■ Work to be completed
From the entries below, gather each line containing the word "stem".

■ Data under study

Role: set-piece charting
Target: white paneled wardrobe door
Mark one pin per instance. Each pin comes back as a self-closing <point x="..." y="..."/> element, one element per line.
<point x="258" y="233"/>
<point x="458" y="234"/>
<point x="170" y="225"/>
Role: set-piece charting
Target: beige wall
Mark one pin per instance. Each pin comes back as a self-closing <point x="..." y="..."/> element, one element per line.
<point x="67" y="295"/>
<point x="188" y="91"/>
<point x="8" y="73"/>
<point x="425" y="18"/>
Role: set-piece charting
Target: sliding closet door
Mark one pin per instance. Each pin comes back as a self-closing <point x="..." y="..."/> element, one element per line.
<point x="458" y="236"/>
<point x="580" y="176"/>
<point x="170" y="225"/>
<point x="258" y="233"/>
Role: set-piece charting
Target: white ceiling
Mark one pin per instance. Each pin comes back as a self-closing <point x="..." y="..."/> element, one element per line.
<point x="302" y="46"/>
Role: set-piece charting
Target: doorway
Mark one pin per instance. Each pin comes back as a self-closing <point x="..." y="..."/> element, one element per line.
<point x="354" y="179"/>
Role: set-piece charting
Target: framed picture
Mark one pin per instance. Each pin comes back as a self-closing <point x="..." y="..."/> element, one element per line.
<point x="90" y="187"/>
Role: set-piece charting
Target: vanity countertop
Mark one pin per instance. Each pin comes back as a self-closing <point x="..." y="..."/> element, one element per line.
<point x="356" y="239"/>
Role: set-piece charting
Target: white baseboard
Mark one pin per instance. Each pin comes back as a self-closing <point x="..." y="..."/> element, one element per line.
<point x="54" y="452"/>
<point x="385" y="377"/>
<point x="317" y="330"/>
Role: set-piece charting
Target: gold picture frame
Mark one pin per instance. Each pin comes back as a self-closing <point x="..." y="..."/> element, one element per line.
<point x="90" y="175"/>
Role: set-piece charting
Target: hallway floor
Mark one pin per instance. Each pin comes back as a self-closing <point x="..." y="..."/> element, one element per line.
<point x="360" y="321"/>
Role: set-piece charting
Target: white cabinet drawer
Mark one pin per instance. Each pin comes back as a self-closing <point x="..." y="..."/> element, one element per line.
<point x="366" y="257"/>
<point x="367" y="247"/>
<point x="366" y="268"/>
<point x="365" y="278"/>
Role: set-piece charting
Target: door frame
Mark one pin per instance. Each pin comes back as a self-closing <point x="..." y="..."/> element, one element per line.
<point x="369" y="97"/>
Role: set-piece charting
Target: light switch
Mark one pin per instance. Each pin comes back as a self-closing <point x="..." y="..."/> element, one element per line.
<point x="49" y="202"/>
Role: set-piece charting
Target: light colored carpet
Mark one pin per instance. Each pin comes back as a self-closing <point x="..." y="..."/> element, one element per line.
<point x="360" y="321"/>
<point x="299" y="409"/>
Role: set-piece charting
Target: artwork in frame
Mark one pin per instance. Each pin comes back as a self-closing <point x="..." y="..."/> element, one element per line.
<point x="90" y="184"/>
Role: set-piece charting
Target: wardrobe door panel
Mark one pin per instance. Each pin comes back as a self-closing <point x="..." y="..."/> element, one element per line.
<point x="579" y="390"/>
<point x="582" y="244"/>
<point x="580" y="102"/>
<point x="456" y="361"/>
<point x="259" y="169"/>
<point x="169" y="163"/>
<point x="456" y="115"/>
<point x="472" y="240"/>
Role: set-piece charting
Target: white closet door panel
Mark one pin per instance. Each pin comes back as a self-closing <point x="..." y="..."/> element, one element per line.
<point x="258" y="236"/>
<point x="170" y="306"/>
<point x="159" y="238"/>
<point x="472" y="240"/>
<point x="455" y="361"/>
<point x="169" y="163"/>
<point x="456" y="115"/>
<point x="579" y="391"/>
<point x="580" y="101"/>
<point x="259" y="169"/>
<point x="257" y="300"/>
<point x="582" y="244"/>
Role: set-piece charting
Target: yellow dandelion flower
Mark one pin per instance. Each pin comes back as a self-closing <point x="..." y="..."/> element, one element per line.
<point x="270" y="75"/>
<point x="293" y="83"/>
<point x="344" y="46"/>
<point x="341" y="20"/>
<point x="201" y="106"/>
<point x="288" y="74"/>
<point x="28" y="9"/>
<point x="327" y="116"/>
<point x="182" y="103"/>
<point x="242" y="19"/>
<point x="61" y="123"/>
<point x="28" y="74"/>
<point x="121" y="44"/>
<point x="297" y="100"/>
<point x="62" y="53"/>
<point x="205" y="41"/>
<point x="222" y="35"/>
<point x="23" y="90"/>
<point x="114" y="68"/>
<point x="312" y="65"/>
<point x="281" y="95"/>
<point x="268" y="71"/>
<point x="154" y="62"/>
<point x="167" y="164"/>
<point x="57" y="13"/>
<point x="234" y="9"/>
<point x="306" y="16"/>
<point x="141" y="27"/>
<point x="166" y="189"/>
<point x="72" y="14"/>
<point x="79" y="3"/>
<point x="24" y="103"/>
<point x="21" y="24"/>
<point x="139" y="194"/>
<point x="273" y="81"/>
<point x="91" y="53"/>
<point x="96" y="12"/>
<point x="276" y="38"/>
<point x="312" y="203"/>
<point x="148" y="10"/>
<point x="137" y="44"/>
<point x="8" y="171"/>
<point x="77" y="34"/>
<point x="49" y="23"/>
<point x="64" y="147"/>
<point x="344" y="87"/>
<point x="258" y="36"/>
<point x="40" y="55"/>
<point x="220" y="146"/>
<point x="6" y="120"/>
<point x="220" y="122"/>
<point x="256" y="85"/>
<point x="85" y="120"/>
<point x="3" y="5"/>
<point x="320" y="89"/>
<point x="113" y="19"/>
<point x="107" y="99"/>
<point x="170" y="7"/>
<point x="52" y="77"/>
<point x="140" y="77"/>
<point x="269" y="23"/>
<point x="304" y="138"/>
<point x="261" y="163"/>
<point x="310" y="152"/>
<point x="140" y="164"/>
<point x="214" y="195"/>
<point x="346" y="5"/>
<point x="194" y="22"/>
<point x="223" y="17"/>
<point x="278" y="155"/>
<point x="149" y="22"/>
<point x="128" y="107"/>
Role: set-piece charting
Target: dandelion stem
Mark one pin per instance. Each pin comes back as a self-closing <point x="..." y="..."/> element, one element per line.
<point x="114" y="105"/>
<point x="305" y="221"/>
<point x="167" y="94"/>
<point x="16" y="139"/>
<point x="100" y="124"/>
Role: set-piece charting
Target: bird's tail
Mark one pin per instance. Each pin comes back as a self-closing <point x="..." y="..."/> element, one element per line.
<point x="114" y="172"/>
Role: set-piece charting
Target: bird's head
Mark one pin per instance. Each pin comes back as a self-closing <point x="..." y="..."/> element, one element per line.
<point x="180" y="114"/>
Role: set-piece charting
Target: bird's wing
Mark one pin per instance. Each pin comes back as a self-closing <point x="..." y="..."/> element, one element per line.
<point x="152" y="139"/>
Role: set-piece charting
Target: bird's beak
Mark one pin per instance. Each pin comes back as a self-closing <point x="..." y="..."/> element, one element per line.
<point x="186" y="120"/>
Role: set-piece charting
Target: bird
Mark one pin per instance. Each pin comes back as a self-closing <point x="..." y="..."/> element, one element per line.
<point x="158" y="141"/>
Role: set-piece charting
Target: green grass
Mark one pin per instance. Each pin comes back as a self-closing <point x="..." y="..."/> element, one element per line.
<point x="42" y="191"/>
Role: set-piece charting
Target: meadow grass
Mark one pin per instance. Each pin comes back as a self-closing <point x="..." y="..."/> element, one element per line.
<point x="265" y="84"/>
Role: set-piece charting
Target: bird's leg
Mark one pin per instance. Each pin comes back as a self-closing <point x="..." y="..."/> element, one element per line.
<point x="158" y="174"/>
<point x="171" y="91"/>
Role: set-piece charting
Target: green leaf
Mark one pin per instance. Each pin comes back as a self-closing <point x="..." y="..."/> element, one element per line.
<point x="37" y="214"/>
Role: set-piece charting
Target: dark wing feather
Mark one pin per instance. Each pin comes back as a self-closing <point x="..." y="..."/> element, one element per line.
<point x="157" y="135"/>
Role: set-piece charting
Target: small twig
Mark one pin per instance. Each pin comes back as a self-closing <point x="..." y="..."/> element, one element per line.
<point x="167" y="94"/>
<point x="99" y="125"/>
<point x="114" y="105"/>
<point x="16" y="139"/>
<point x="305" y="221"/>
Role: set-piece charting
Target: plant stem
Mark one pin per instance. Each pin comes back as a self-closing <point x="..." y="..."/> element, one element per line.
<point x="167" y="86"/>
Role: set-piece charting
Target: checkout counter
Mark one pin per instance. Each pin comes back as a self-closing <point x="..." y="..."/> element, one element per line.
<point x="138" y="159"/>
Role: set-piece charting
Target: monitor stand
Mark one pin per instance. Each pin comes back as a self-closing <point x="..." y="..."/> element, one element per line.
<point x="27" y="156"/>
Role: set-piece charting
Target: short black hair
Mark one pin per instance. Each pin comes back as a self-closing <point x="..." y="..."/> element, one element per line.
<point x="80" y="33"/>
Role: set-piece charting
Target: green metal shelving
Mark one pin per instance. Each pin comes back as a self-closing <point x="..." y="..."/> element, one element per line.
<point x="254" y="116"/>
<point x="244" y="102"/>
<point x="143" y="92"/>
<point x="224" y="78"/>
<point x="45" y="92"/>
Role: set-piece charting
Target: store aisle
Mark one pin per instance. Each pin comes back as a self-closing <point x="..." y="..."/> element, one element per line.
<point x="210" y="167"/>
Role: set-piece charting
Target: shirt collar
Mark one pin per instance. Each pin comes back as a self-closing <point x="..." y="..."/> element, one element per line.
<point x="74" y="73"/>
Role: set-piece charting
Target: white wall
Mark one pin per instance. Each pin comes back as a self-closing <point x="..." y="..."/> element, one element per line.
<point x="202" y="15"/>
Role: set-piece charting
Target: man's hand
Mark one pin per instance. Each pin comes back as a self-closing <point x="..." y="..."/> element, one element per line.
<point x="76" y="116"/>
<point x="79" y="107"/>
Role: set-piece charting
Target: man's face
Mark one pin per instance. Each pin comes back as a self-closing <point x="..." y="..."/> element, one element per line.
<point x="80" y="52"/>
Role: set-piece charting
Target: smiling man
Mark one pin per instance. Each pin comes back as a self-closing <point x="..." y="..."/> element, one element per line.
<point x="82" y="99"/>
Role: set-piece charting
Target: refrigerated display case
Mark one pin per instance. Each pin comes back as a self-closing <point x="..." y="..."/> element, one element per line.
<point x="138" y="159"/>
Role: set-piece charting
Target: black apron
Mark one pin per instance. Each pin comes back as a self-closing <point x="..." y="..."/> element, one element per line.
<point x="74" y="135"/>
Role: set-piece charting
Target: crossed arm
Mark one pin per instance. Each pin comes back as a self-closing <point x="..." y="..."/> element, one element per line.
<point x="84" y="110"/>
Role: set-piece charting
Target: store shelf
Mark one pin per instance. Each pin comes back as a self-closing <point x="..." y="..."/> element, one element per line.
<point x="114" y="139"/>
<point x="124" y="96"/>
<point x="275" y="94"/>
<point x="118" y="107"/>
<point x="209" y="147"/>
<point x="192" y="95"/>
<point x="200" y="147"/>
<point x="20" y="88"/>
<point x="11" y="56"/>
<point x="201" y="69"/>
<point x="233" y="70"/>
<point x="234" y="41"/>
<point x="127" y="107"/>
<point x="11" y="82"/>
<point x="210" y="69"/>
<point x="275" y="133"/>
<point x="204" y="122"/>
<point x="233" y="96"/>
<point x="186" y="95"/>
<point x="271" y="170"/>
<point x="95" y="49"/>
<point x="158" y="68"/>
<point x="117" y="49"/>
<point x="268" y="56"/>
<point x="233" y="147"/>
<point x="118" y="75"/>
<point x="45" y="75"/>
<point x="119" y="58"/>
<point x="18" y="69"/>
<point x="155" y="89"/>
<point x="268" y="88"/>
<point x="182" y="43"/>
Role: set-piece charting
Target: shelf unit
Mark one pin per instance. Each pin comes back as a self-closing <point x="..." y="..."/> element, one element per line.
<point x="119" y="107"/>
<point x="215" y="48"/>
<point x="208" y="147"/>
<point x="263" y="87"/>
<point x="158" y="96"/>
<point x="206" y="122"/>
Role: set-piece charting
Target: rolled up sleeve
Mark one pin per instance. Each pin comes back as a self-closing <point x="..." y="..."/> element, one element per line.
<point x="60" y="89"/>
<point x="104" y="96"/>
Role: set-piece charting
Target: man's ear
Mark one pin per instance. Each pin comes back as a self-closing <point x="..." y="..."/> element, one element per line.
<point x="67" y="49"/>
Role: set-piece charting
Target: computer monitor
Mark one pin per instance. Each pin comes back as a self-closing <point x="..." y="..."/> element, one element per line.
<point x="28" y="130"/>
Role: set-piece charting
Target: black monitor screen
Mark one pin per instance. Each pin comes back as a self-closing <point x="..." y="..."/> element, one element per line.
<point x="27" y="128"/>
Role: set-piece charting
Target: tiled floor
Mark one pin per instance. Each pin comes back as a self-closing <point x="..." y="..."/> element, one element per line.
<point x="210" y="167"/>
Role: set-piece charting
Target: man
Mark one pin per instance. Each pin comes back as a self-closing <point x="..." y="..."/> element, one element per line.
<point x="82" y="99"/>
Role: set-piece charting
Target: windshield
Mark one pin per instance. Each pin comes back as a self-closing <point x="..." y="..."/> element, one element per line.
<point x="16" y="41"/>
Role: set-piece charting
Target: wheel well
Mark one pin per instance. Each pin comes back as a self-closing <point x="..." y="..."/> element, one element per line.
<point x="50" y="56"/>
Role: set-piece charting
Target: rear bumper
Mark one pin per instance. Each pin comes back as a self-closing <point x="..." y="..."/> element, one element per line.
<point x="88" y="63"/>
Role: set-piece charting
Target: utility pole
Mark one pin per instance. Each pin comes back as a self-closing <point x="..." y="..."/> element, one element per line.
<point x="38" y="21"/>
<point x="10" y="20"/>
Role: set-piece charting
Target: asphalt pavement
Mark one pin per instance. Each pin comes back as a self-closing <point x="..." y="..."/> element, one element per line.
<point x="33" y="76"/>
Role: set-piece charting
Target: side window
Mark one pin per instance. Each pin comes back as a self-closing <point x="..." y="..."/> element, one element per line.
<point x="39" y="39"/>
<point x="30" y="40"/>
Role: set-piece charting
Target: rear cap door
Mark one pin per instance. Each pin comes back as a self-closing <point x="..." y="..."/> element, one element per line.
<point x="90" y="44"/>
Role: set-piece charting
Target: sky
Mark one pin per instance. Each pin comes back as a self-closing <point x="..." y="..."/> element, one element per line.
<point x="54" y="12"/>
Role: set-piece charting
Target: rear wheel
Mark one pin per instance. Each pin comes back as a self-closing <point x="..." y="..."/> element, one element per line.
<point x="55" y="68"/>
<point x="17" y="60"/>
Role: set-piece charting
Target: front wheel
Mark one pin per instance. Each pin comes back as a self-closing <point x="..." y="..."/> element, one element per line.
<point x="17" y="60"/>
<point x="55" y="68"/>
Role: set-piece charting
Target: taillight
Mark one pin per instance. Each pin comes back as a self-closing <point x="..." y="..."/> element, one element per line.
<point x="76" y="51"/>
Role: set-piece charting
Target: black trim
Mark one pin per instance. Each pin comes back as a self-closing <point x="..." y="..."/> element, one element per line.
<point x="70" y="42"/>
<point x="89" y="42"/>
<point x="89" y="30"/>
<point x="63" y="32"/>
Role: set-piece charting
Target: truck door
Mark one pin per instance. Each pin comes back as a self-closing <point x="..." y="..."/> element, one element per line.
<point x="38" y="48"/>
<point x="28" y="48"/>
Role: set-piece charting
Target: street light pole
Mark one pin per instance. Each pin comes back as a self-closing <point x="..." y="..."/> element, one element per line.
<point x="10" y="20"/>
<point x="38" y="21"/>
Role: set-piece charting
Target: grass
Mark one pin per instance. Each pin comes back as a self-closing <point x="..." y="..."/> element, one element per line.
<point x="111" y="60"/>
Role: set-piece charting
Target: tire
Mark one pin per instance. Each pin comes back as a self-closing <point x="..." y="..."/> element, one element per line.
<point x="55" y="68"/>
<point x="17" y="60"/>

■ Exercise result
Target: dandelion stem
Target: plant stem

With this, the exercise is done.